(Stored items from a collection)
+ + +
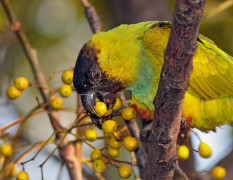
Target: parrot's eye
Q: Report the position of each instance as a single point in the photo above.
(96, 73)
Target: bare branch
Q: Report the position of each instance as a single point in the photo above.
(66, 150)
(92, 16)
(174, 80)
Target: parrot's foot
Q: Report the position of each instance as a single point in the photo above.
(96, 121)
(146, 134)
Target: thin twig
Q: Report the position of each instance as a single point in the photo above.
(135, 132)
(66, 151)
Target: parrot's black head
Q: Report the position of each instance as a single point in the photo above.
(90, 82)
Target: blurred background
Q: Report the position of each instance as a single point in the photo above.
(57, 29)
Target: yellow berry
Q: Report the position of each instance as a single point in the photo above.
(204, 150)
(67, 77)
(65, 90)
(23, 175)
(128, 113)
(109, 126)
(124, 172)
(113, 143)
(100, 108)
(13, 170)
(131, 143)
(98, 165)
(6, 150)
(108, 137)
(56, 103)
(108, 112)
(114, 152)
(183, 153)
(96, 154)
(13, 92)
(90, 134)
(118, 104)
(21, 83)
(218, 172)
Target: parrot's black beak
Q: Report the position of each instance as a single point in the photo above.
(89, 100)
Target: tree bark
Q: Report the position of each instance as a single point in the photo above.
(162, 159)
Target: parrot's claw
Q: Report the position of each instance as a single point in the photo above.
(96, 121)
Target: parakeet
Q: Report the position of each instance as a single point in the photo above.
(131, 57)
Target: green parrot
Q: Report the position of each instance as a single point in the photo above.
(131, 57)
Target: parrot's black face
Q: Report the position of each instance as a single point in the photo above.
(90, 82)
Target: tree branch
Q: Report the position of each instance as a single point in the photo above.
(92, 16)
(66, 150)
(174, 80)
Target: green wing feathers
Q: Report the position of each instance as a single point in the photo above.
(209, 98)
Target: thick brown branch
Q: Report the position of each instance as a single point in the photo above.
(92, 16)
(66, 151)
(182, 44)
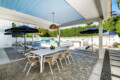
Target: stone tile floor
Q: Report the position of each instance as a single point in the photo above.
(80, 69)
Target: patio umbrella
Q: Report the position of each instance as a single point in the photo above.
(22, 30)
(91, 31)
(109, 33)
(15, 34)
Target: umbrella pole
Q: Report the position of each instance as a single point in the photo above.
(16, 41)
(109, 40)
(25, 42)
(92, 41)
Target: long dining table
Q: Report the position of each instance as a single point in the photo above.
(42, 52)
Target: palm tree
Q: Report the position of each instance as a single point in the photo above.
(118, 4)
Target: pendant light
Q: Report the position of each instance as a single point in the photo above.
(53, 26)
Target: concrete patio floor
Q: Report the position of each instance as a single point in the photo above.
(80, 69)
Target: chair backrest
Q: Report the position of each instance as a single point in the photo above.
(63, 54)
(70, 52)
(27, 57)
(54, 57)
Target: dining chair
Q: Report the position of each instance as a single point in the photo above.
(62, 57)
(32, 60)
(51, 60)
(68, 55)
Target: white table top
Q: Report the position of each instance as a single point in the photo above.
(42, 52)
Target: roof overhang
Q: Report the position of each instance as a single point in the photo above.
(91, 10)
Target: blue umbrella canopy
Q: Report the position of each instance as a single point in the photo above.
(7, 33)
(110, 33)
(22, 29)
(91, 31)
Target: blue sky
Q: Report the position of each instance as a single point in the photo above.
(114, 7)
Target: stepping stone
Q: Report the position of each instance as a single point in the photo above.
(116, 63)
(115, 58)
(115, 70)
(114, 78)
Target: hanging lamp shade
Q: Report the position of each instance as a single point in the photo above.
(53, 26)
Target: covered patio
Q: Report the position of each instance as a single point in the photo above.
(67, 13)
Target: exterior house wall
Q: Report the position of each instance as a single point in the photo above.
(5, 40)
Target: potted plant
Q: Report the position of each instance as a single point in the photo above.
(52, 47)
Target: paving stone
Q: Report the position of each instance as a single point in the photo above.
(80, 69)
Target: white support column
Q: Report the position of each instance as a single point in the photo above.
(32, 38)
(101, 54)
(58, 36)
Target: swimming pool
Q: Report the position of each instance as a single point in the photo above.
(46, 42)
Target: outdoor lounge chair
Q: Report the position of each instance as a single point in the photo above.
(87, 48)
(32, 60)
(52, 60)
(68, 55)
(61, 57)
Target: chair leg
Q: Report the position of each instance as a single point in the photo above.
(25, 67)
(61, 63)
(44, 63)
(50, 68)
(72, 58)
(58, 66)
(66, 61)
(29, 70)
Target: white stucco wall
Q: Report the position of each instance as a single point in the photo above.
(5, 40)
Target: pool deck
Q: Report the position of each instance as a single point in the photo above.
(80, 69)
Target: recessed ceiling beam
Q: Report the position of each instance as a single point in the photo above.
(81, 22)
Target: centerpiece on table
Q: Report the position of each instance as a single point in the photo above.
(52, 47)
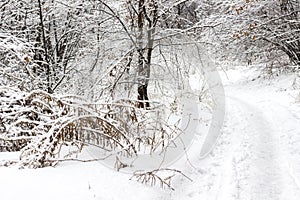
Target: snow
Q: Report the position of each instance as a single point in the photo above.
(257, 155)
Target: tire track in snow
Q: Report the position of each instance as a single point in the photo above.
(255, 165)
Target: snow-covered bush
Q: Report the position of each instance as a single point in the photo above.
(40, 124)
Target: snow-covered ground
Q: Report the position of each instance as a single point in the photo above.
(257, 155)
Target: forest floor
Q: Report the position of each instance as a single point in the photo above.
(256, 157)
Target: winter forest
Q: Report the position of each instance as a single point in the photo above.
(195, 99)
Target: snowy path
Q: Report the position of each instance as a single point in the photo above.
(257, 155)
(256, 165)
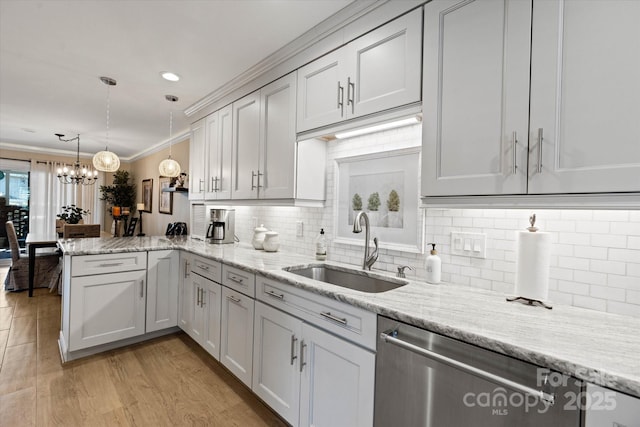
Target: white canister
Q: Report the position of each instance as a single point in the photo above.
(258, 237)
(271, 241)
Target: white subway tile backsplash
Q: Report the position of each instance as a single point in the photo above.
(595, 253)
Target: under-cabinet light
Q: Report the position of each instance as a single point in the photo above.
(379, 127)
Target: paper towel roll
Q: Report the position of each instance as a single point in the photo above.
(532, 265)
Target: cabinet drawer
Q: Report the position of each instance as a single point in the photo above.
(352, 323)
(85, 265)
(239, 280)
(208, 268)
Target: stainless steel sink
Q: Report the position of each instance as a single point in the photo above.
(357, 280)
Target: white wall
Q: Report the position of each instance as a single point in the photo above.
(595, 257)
+ + +
Your copy should match the entries exactly, minus the pictures.

WRITTEN SOLUTION |
Target: parrot's eye
Q: Report the position of each instance as a single point in the photo above.
(96, 73)
Target: bare branch
Q: Report the position of each instance as a single point in the photo above.
(66, 150)
(92, 16)
(174, 80)
Target: parrot's foot
Q: Report the position of each instance as a single point in the photo above.
(96, 121)
(146, 134)
Target: thin twig
Q: Report the position of each instance as a single point in the photo above.
(135, 132)
(66, 151)
Target: parrot's black head
Q: Report the position of each instance as a single point in the photo above.
(90, 82)
Target: blurred background
Q: Report the position of each instance as a single point in the photo above.
(57, 29)
Target: yellow berry
Q: Report the position of each instance as a single point in the photo above.
(204, 150)
(67, 77)
(65, 90)
(23, 175)
(128, 113)
(109, 126)
(124, 172)
(113, 143)
(100, 108)
(13, 170)
(131, 143)
(98, 165)
(6, 150)
(108, 137)
(56, 103)
(108, 112)
(114, 152)
(183, 153)
(96, 154)
(13, 92)
(90, 134)
(118, 104)
(21, 83)
(218, 172)
Target: parrot's black beak
Q: Report the position of each instance as a single point in the photo above.
(89, 100)
Target: tree bark
Q: Report the position of each instance as a single point in the photo above.
(162, 159)
Target: parrot's claw
Q: Report the position of each instance as a single point in the photo above.
(96, 121)
Target: parakeet
Q: Report the position of each instance as a single point in the photo above.
(131, 57)
Target: green parrot
Q: Report the position of each instance as a single point in the photo above.
(131, 57)
Target: parrot's black face
Q: Report the position of each instance as a single point in the photo above.
(90, 82)
Target: tree branch
Q: Report the position of each instance as a single point in the photo above.
(92, 16)
(66, 150)
(174, 80)
Target: green wing feathers
Q: Report the position of each instance as a single point in the photo above.
(209, 98)
Target: thick brown branch
Q: Report the position of each instance as a single point in the photo above.
(92, 16)
(66, 151)
(182, 44)
Target: stone tile floor
Q: Report the position of each instance as a single point in the photo above.
(80, 69)
Target: patio umbrella
Q: Report the position of each instance as a single point in the photo above.
(22, 30)
(91, 31)
(109, 33)
(15, 34)
Target: umbrella pole
Q: Report the position of each instance as a single point in the photo above.
(16, 41)
(109, 40)
(25, 42)
(92, 41)
Target: long dining table
Q: Report the position of each instance as a single point in the photo above.
(42, 52)
Target: palm tree
Q: Report the position of each instance as a single point in the photo above.
(118, 4)
Target: pendant light
Q: Report the position of each instance as a single point in the photo above.
(53, 26)
Target: concrete patio floor
Q: Report the position of each instance as a single point in the photo above.
(80, 69)
Target: chair backrest
Q: Report the position of each instance as a single point in the photo above.
(63, 54)
(70, 52)
(27, 57)
(54, 57)
Target: dining chair
Q: Report the position of each instance as a single point in the photo above.
(62, 57)
(32, 60)
(51, 60)
(68, 55)
Target: white table top
Q: Report the position of each instance as a single point in the photo above.
(42, 52)
Target: roof overhang
Q: Report the position of each instance as a single point in the photo above.
(91, 10)
Target: blue umbrella canopy
Q: Report the position of each instance as a single point in the photo above.
(7, 33)
(110, 33)
(22, 29)
(91, 31)
Target: blue sky
Q: Report the position of each instance as a single point in the photo above.
(114, 7)
Target: stepping stone
Q: Report the position of each instance as a single point in the photo above.
(116, 63)
(115, 58)
(115, 70)
(114, 78)
Target: hanging lamp shade
Q: Report the position of each instance as a single point in the photo above.
(53, 26)
Target: covered patio
Q: Report the position of each instance as a single point in the photo above.
(67, 13)
Target: exterior house wall
Q: Report the position of each instance as a single point in the photo above.
(5, 40)
Target: potted plant
Q: Report the position of each instance as a single point in the photo above.
(52, 47)
Target: paving stone
Q: Report the position of each instance as a single point in the photo above.
(80, 69)
Target: white support column
Q: Report the position of each instance as a single point in the photo above.
(32, 38)
(101, 54)
(58, 36)
Target: swimming pool
Q: Report the position of each instance as a single point in the photo above.
(46, 42)
Target: outdoor lounge chair
Q: Report the position of each instance as a single point in the photo above.
(87, 48)
(32, 60)
(52, 60)
(68, 55)
(61, 57)
Target: chair leg
Q: Report the position of each instance as a single point in the photo above.
(25, 67)
(61, 63)
(44, 63)
(50, 68)
(72, 58)
(58, 66)
(66, 61)
(29, 70)
Target: white stucco wall
Q: Report the position of each instance as a single point in the photo above.
(5, 40)
Target: pool deck
Q: Report the position of each instance as a single point in the photo above.
(80, 69)
Target: recessed ceiling beam
Q: Report the position of each instance as a single point in the photo above.
(81, 22)
Target: centerpiece on table
Q: Report the position of each instance as a single point in the photo above.
(52, 47)
Target: snow
Q: Report the position of each instance as a single point in the photo above.
(257, 155)
Target: tire track in snow
Q: Report the position of each instance as a single point in the photo above.
(255, 165)
Target: snow-covered bush
Q: Report the position of each instance as a single point in the photo above.
(40, 124)
Target: snow-covered ground
Q: Report the position of each instance as a single point in the photo above.
(257, 155)
Target: forest floor
Q: Report the position of each instance as a single point in the photo above.
(256, 157)
Target: winter forest
Q: Report the position of each instance as a single point in the photo above.
(195, 99)
Target: snowy path
Q: Report the position of each instance as a single point in the photo above.
(257, 155)
(256, 165)
Target: white canister
Q: Report the position of each instance as a single point in the photo above.
(258, 237)
(271, 241)
Target: white subway tile backsplash
Q: Report the position of each instance as a single point in the photo above.
(595, 253)
Target: under-cabinet light
Q: Report the position of each instance as a single point in the photo above.
(379, 127)
Target: paper towel roll
Q: Report the position of each instance as a single point in the photo above.
(532, 265)
Target: cabinet drawer
Q: Report the position of each instance as a single point in the photo above.
(352, 323)
(85, 265)
(239, 280)
(208, 268)
Target: stainless steel sink
Q: Report the position of each instance as a single point in the photo above.
(357, 280)
Target: white wall
Q: Report the position of each instance as a single point in the photo above.
(595, 257)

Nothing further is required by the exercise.